**Work required:**
Locate every line in the data below that contains the word "jersey", and copy each of those lines.

**Data for this task:**
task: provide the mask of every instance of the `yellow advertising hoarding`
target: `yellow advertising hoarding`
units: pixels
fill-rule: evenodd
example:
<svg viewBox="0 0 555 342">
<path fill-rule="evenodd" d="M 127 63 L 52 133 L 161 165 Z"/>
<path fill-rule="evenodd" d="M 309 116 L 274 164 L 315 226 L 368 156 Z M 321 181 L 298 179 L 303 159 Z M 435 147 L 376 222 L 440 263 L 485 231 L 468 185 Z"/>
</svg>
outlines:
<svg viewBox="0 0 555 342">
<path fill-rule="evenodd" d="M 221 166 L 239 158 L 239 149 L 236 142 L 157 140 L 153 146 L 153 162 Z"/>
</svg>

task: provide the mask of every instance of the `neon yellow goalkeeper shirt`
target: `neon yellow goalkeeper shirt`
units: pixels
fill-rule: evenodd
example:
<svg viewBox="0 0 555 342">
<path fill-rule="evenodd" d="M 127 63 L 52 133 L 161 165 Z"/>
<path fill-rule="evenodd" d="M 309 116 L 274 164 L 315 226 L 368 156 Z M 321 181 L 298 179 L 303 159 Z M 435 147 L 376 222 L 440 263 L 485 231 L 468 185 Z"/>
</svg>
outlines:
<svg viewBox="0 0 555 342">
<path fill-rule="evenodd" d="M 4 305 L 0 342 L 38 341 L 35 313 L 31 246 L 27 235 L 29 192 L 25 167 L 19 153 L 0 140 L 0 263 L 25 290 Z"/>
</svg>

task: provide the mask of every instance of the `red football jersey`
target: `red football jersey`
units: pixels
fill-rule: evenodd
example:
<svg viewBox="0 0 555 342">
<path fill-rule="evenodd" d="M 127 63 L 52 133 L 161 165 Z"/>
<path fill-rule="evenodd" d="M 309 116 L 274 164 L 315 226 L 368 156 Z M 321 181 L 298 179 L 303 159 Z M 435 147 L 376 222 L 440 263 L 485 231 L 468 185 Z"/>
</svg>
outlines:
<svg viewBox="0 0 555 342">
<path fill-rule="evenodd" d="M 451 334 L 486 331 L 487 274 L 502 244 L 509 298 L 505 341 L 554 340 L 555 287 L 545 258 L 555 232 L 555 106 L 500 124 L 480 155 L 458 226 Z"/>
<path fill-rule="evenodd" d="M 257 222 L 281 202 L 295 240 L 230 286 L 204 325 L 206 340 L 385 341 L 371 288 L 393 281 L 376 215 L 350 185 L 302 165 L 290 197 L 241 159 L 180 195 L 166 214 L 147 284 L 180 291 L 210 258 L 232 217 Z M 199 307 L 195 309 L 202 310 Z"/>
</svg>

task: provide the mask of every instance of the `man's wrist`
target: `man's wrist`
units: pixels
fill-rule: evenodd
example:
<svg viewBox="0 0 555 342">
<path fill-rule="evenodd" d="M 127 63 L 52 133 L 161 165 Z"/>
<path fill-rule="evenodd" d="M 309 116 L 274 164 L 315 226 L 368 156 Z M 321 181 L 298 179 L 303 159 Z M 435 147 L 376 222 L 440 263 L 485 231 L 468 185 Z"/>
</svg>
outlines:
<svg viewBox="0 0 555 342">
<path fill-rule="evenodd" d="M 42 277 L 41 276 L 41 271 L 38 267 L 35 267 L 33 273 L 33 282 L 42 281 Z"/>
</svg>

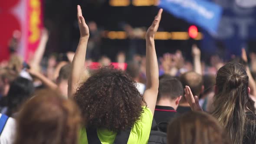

**Task answer:**
task: provide the mask of every instance of the `red football jersey`
target: `red football jersey`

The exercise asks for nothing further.